WORK TASK
Find every line in the records below that holds the word "locate" and copy it.

RECORDS SUPPLIED
* * * * * * * * *
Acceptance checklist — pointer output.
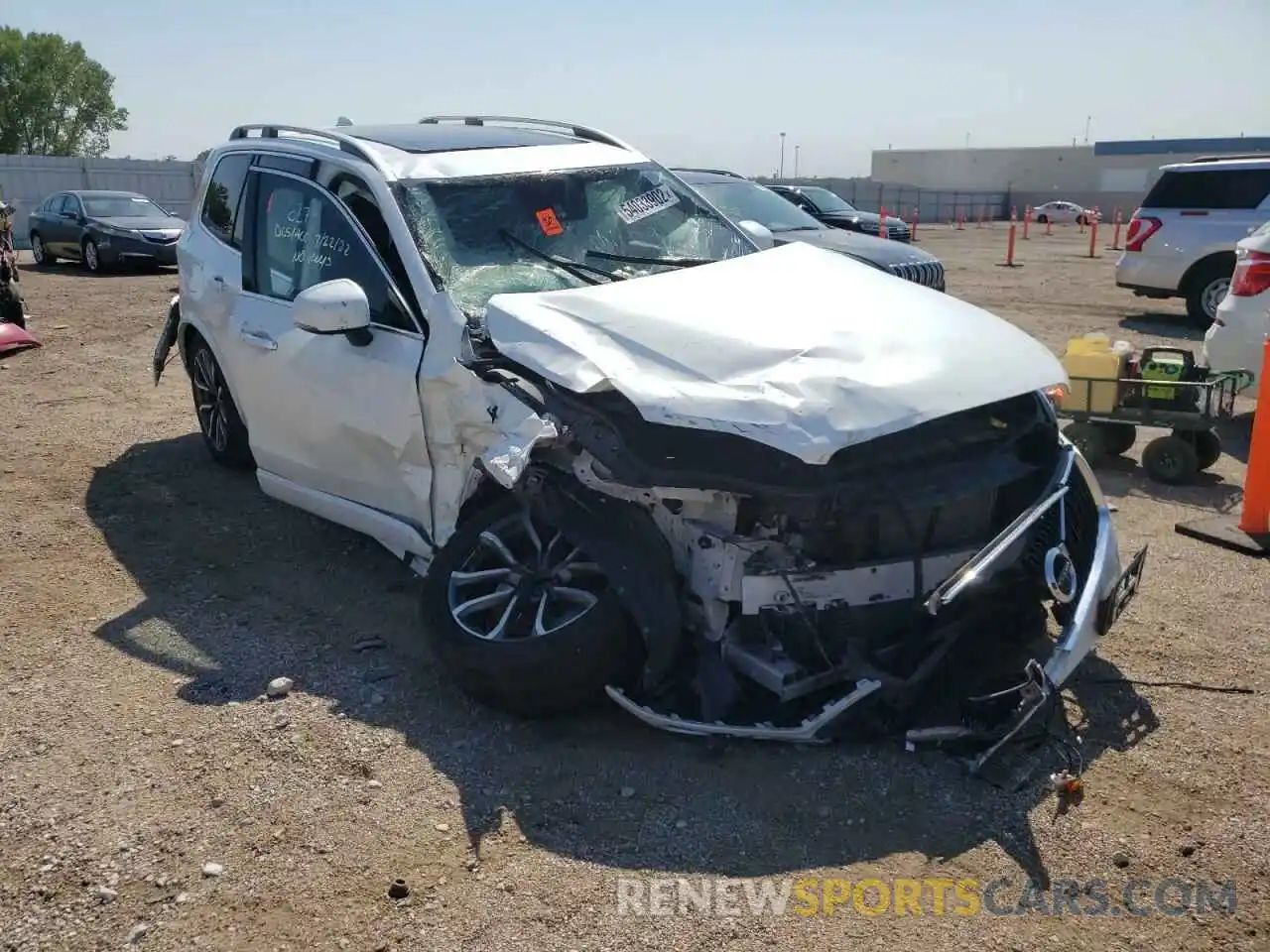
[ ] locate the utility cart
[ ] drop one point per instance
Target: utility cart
* * * * * * * * *
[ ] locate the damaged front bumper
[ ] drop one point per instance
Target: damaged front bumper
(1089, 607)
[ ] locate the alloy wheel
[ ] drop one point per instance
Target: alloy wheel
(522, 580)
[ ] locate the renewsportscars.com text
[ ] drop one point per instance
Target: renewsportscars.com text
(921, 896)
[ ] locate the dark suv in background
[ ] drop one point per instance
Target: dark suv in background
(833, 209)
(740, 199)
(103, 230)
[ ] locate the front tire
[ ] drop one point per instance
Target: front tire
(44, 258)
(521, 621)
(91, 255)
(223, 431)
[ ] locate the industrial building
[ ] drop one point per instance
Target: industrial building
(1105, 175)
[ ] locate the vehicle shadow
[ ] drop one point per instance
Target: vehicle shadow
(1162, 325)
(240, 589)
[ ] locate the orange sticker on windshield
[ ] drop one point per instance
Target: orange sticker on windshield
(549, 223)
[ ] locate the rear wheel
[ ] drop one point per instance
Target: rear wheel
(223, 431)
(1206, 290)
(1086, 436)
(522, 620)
* * * * * * * * *
OUTPUT BELOW
[ ] locate the utility cart
[ ] locate the damaged front bumper
[ ] locate the alloy wheel
[ ] locate the renewsportscars.com text
[ ] locate the dark suv in background
[ ] locate the front tire
[ ] locate the industrial building
[ ] locate the vehicle shadow
[ ] locate the orange sticker on windshield
[ ] locate the rear wheel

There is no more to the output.